Image-grounded pointing data:
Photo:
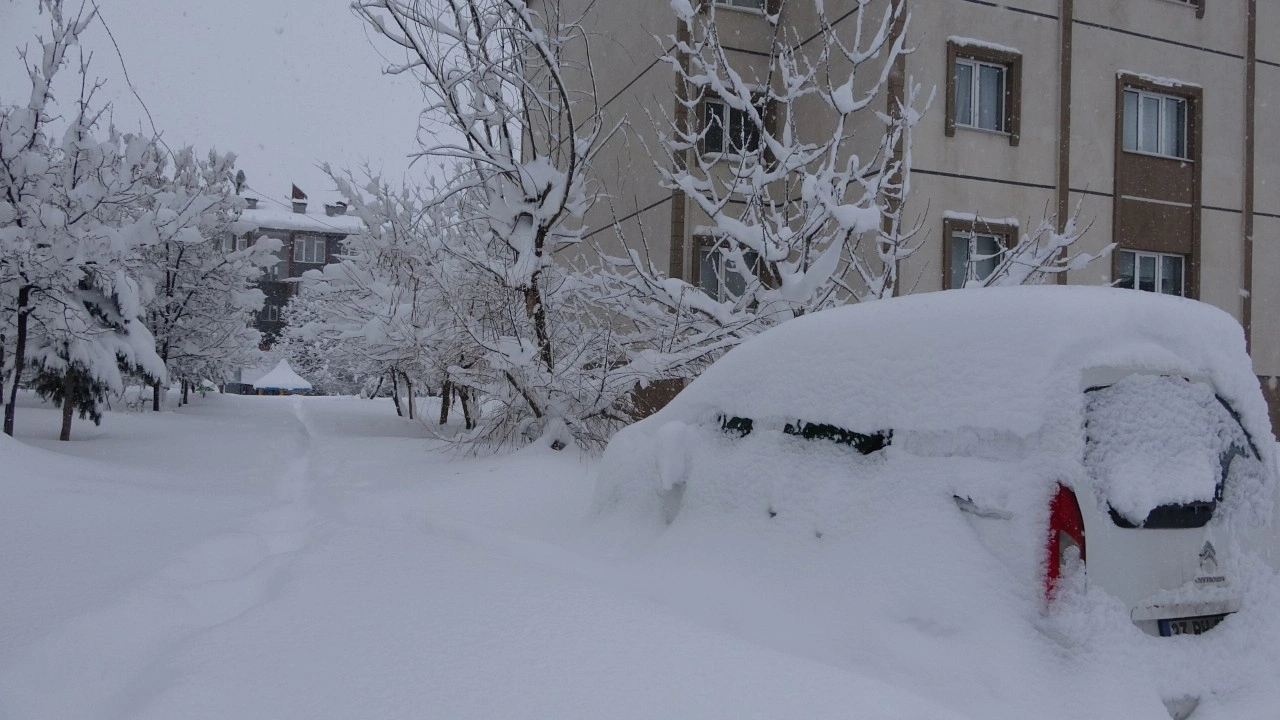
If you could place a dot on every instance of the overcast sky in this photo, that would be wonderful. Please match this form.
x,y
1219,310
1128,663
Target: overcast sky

What you need to do:
Among the lines of the records above, count those containing the word "overcast", then give the number by itself.

Reply:
2